• **抜粋本文**:

説明

ペースト状加熱発泡充填材組成物および車体部材閉断面の充填遮音方法

部分架橋ゴム、未加硫ゴム、架橋剤、可塑剤、熱可塑性樹脂、エポキシ樹脂とその潜在性硬化剤、および発泡剤を含有する自動塗布型のペースト状加熱発泡充填材組成物。この組成物は、自動車製造ラインの車体工程にてプレス成形した閉断面構造を有する車体部材の閉断面に、加熱発泡により遮断壁を充填形成することによる充填遮音工法に用いることができ、塗布時の糸切れ性がよく、かつ加熱発泡時の垂れが防止できる。

【発明の詳細な説明】
【技術分野】
本発明は、ペースト状加熱発泡充填材組成物および車体部材閉断面の充填遮音方法に関し、更に詳しくは、閉断面構造を有する車体部材において、走行中の風切り音を遮音するための遮断壁を充填形成する方法、並びに該方法に用いる遮断壁形成用の自動塗布型のペースト状加熱発泡充填材組成物に関する。更に本発明は、上記遮断壁の加熱発泡時の垂れ流れを防止するための自動塗布型のペースト状加熱硬化ダム材組成物にも関する。
【背景技術】
自動車の閉断面構造を有する車体部材にあって、主にフロントピラー(Aピラー)、センターピラー(Bピラー)、リヤピラー(Cピラー)、ホイルアーチ(タイヤハウス)、サイドシルなどでは、走行中に風切り音などの騒音が生じることから、従来より、かかる部材の閉断面に発泡体(遮断壁)を充填して、遮音することが一般的に行われている。
たとえば、車体部分の閉断面内にポリウレタンフォームを充填する方法;あるいは成形した加熱発泡性の充填材組成物を閉断面の内面に貼り付け、焼付け工程で加熱発泡させる方法が採用されているが、いずれの方法も自動化が困難である。
そこで、自動化に適する方法として、既に自動塗布型のペースト状加熱発泡充填材組成物が開発され、たとえば、特に塗布時の糸切れ性が良く、かつ加熱発泡時の垂れ流れが防止でき、高発泡倍率を有する充填材組成物として、液状ゴム(粘度低下、油面鋼板への付着性付与)、未加硫ゴム(分解ガスの保持能力による高発泡化)、加硫剤と加硫促進剤、軟化剤(ゴム粒子間の潤滑機能)、発泡剤と発泡助剤、鱗片状無機充填剤(垂れ防止、糸切れ性改善)、および揺変剤(垂れ防止)を必須成分として含有する組成物が知られている(日本国特許第3017571号公報参照)。同特許に開示された組成物は、パネルの所定位置にビード状に塗布することにより、後工程の電着塗装において乾燥炉内の加熱によって発泡状態で硬化し、優れた遮音性能、風切り音低減性能を発揮する。

• **表示データ**:
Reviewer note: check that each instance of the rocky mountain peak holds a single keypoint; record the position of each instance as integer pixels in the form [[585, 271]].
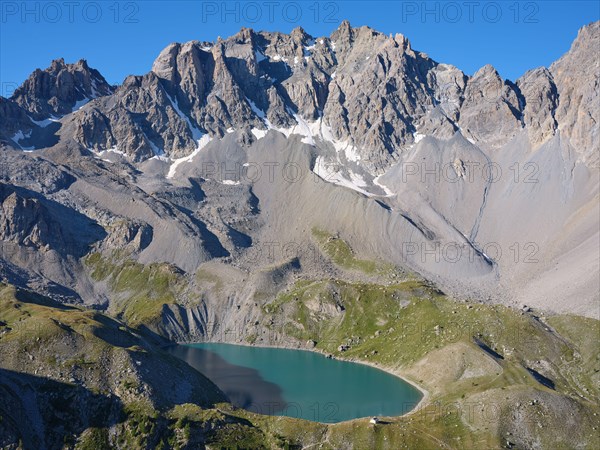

• **課題の目的**:
抜粋本文について、次の問いに答えてください。
1. 技術分野の説明では、遮断壁は走行中の何を遮音するためのものとされていますか?
2. 背景技術で、車体部分の閉断面内に充填する材料として挙げられているものは何ですか?
3. 日本国特許第3017571号に開示された組成物は、後工程のどの工程で発泡状態で硬化しますか?

• **演習の結果**:
1. 風切り音
2. ポリウレタンフォーム
3. 電着塗装(乾燥炉内の加熱による)